(Records for pointing at objects in photos)
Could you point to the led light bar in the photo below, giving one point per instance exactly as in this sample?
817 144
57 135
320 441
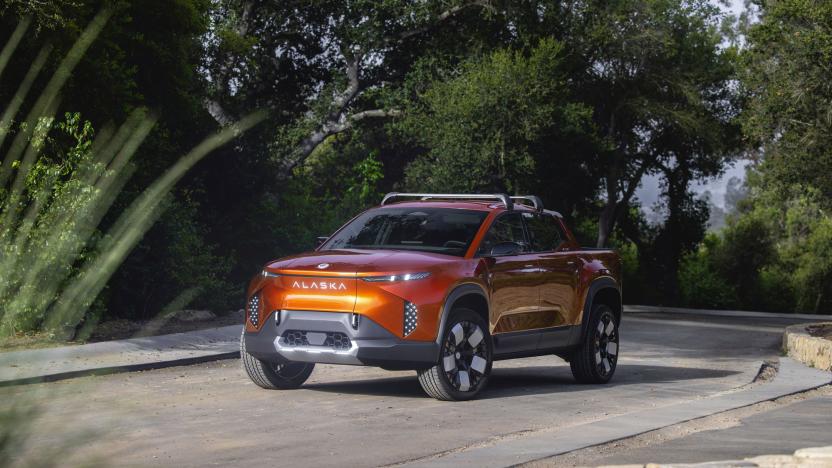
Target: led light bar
399 277
411 317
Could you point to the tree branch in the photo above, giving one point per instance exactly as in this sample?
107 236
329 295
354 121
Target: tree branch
218 112
442 17
213 106
329 128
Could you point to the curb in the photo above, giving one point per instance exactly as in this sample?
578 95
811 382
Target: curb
642 309
793 377
811 350
806 457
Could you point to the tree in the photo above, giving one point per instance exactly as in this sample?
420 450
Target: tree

## Exercise task
Copy all of the data above line for line, leaving the pictures out of your copy.

## Task answer
Could you point to the led light bar in the photo below, giving one point per instance exactly as in this sample?
817 144
57 135
320 441
Target: led light bar
399 277
411 317
Could you point to the tree branch in the photo above, giving one point per instance exactly as in this sample?
107 236
329 295
354 121
Target: tree branch
218 112
442 17
213 106
329 128
Could you point to the curb in the photo above, giving one point per instance exactly as in this sample?
578 95
811 382
Target: curb
642 309
793 377
811 350
806 457
Could you point to the tree in the photo above, giving one point per instance exactly as in this sample?
420 450
Target: tree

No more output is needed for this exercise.